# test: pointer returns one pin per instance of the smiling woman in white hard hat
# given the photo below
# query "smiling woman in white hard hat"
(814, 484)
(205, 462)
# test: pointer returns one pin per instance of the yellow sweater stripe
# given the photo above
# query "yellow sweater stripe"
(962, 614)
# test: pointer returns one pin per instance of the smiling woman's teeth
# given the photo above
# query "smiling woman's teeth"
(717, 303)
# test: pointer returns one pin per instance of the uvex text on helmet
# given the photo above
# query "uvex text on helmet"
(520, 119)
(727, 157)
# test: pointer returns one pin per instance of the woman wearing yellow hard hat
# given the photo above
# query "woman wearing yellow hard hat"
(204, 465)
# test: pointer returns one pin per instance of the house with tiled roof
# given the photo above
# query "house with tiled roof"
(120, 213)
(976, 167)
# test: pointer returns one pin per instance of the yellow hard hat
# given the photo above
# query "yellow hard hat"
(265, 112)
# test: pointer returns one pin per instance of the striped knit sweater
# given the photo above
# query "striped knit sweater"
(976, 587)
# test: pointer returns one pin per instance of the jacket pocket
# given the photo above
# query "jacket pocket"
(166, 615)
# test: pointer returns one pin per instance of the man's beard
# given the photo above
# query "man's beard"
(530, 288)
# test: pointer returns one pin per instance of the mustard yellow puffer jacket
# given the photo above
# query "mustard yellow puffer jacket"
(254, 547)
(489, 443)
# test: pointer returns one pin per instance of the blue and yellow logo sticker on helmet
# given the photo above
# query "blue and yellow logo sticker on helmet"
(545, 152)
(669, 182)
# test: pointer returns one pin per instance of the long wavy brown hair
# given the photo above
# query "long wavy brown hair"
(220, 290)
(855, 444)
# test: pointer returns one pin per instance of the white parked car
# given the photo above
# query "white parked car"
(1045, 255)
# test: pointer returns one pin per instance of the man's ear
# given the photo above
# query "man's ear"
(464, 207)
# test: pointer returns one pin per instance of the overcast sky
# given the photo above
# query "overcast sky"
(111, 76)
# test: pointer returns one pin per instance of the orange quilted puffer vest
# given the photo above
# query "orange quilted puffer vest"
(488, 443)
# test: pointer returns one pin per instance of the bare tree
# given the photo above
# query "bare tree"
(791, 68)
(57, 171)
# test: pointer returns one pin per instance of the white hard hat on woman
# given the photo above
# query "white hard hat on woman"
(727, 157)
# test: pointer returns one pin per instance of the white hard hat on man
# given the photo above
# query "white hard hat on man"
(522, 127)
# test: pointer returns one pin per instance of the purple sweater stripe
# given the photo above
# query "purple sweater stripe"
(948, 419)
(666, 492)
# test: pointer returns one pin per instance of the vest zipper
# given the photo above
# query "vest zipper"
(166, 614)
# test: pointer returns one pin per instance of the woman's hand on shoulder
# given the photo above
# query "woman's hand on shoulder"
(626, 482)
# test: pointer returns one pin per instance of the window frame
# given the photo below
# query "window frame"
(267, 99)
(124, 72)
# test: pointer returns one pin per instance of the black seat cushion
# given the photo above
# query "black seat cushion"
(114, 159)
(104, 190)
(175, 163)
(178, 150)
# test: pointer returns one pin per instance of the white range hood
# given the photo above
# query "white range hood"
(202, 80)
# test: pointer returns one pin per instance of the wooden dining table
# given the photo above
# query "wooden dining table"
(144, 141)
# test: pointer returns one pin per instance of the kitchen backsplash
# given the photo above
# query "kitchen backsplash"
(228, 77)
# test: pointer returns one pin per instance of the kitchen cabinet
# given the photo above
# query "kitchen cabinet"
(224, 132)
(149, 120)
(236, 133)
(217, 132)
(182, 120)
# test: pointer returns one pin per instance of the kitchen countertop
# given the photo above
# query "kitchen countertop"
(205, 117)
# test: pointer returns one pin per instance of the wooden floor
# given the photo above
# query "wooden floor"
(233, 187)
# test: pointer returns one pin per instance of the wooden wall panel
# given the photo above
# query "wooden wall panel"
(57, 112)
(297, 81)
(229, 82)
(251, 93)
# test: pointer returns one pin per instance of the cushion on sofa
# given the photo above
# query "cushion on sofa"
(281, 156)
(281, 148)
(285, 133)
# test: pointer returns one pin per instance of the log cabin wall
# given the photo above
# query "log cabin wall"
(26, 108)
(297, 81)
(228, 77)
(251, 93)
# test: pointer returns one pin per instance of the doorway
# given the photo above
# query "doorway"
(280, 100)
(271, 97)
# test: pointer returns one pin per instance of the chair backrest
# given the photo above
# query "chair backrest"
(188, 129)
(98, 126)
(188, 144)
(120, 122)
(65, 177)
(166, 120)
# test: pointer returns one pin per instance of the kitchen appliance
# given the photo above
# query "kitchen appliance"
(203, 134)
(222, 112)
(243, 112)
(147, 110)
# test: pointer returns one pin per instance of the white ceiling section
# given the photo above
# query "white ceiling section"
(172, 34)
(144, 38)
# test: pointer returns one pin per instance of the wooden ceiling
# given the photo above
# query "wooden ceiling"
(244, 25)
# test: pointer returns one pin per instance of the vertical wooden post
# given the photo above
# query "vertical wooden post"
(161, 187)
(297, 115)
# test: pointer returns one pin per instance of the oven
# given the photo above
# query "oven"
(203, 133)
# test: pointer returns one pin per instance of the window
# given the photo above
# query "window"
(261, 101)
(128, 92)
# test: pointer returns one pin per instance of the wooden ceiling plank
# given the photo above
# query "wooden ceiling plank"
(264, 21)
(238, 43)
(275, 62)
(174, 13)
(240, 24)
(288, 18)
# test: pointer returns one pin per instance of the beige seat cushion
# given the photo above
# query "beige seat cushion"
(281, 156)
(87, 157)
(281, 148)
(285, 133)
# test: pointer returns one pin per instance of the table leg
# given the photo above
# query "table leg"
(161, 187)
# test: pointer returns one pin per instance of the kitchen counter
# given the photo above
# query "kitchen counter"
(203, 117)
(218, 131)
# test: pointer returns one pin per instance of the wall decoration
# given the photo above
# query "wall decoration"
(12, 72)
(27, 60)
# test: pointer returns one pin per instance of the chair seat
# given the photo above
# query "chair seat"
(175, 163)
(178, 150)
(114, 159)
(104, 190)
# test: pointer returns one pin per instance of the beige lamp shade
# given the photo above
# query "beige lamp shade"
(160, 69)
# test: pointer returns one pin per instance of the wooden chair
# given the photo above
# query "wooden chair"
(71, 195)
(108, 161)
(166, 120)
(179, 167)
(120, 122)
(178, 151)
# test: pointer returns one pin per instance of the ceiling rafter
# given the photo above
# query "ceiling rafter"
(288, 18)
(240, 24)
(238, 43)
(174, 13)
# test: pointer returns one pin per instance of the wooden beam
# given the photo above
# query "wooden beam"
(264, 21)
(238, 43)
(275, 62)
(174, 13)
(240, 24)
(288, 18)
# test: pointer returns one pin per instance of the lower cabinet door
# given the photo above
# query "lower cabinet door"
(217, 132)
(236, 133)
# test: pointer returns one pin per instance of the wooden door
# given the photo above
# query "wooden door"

▶ **Problem**
Print the listing above verbatim, from its first line to its last.

▶ **Result of the exercise**
# test: pointer returns one pin per instance of the smiling woman in white hard hat
# given the photo below
# query "smiling woman in white hard hat"
(814, 484)
(205, 462)
# test: pointer returns one pin per instance of the yellow sweater stripe
# given the photo above
# query "yellow sweater stripe"
(962, 614)
# test: pointer returns one pin per instance of the smiling woman's teeth
# given the photo above
# query "smiling woman's teeth"
(717, 303)
# test: pointer returns one pin per instance of the uvex text on helmet
# given the photo above
# query "uvex text on helmet"
(520, 119)
(727, 157)
# test: pointer returns one pin per instance of the woman wearing yellow hard hat
# given the photo above
# query "woman wearing yellow hard hat"
(204, 465)
# test: pointer returns one pin per instance of the house with tiled roof
# given the photo above
# query "house with tiled roof"
(120, 213)
(976, 167)
# test: pointer returns one pin per instance of the yellow hard hat
# given the photo above
# query "yellow hard hat"
(265, 112)
# test: pointer returns one pin per instance of the striped knit sweater
# given the photo above
# query "striped knit sweater"
(976, 587)
# test: pointer returns one pin per instance of the jacket pocket
# given the photo above
# query "jacket pocket"
(166, 615)
# test: pointer returns one pin per instance of the man's beard
# given the photo above
# query "man's beard"
(530, 288)
# test: pointer returns one pin per instance of the mustard yellow puffer jacket
# given the photo above
# query "mustard yellow puffer jacket"
(254, 547)
(489, 443)
# test: pointer returns one pin per instance of the blue and yellow logo sticker on helmet
# given the photo above
# query "blue and yellow logo sticker on helmet"
(545, 152)
(669, 182)
# test: pointer returns one pin per instance of the long wavy brown hair
# given the photo above
# query "long wavy brown hair"
(220, 290)
(855, 444)
# test: pointer returns one pin per instance of the white parked car
# given the photo above
# query "white parked car"
(1045, 255)
# test: pointer returns one pin per instance of the man's ear
# given the photo above
# query "man's ear"
(464, 207)
# test: pointer returns one pin per instance of the overcast sky
# given the photo above
# query "overcast sky"
(111, 76)
# test: pointer returns one pin per instance of the orange quilted puffer vest
# given the photo above
# query "orange quilted puffer vest"
(488, 443)
# test: pointer returns one pin per instance of the bare tree
# given the photo above
# query "bare tree"
(791, 68)
(57, 171)
# test: pointer returns one pin per instance of the white hard hat on woman
# given the photo above
# query "white hard hat on woman"
(727, 157)
# test: pointer returns one pin per instance of the white hard hat on man
# given the photo above
# query "white hard hat on man"
(522, 127)
# test: pointer returns one pin per instance of the purple sweater stripe
# given the photo above
# query "purple sweater stripe"
(948, 419)
(666, 492)
# test: pointer returns one pin per instance of the vest zipper
# given the photo above
# query "vest zipper"
(166, 614)
# test: pointer returns one pin per instance of the woman's hand on shoulder
# given the photo above
# query "woman's hand on shoulder"
(626, 482)
# test: pointer returns one pin per instance of the window frame
# given the photo below
# query "window frame"
(267, 99)
(124, 72)
# test: pointer returns one pin per instance of the black seat cushion
# given the photo above
# query "black seat cushion"
(114, 159)
(104, 190)
(175, 163)
(178, 150)
# test: pointer returns one pin per instance of the white range hood
# given the photo above
# query "white range hood"
(202, 80)
# test: pointer returns one pin per instance of the wooden dining table
# given the photo above
# query "wooden dining table"
(144, 141)
# test: pointer returns one pin per instance of the kitchen backsplash
# given the photo above
# query "kitchen backsplash"
(228, 77)
# test: pointer returns one pin per instance of the kitchen cabinet
# given the photo above
# query "kitchen cabinet"
(224, 132)
(149, 120)
(236, 133)
(217, 132)
(182, 120)
# test: pointer returns one pin per instance of the kitchen countertop
# given the photo above
# query "kitchen countertop"
(205, 117)
# test: pointer returns one pin per instance of the wooden floor
# given the photo above
# query "wooden floor"
(233, 187)
# test: pointer returns one pin per instance of the wooden wall panel
# given the photo above
# query "wooden wall panel"
(57, 112)
(297, 81)
(229, 82)
(251, 93)
# test: pointer returns one pin per instance of the cushion on sofa
# given the photo above
# query "cushion on sofa"
(281, 156)
(281, 148)
(285, 133)
# test: pointer returns one pin per instance of the log cabin wall
# given the photo above
# query "log cabin wall"
(26, 108)
(297, 81)
(228, 77)
(251, 93)
# test: pointer returns one pin per instance of the doorway
# given the photo above
# query "doorway"
(280, 100)
(271, 97)
# test: pointer returns one pin per instance of the chair backrest
# given the photo above
# query "chair backrest"
(188, 129)
(98, 126)
(188, 144)
(120, 122)
(65, 177)
(166, 120)
# test: pointer returns one pin per instance of the kitchen appliance
# given the photo above
# query "kitchen appliance"
(203, 134)
(222, 112)
(243, 112)
(147, 110)
# test: pointer returns one pin per instance of the white ceiling section
# given the photo above
# query "white ceiling section"
(172, 34)
(144, 38)
# test: pointer returns one pin per instance of the wooden ceiling
# given the photo above
# query "wooden ceiling"
(244, 25)
# test: pointer returns one pin per instance of the vertical wooden post
# given the photo above
# query "vertical wooden post"
(161, 187)
(297, 115)
# test: pointer returns one pin per instance of the oven
# given the photo above
# query "oven"
(203, 133)
# test: pointer returns one pin per instance of the window
# given the photo above
# query "window"
(261, 101)
(128, 92)
# test: pointer returns one pin per instance of the wooden ceiling plank
# given the photo above
# query "wooden ceiling plank"
(264, 21)
(238, 43)
(275, 62)
(174, 13)
(240, 24)
(288, 18)
# test: pointer returns one pin per instance of the beige seat cushion
# given the photo above
# query "beige seat cushion"
(281, 156)
(87, 157)
(281, 148)
(285, 133)
# test: pointer returns one pin per instance of the table leg
# given the photo above
# query "table leg"
(161, 187)
# test: pointer returns one pin per instance of the kitchen counter
# given the photo above
# query "kitchen counter"
(203, 117)
(218, 131)
# test: pointer returns one pin per instance of the wall decoration
# given the photo above
# query "wall decoration"
(12, 72)
(27, 60)
# test: pointer returns one pin per instance of the chair seat
# given the photo above
# query "chair seat"
(175, 163)
(178, 150)
(114, 159)
(104, 190)
# test: pointer returns one pin per instance of the beige lamp shade
# given the photo above
# query "beige lamp shade"
(160, 69)
# test: pointer returns one pin per instance of the wooden chair
# given the photo above
# query "wooden chair"
(71, 195)
(108, 161)
(166, 120)
(179, 167)
(120, 122)
(178, 151)
# test: pointer returns one pin per instance of the ceiling rafter
# given the photo above
# query "ceiling rafter"
(288, 18)
(240, 24)
(238, 43)
(174, 13)
# test: pointer returns one pin per instance of the wooden beam
# given the photo above
# query "wooden beam"
(264, 21)
(238, 43)
(275, 62)
(174, 13)
(240, 24)
(288, 18)
# test: pointer returns one pin per instance of the lower cabinet door
# given the photo above
# query "lower cabinet door"
(217, 132)
(236, 133)
# test: pointer returns one pin per instance of the wooden door
# given the photo above
# query "wooden door"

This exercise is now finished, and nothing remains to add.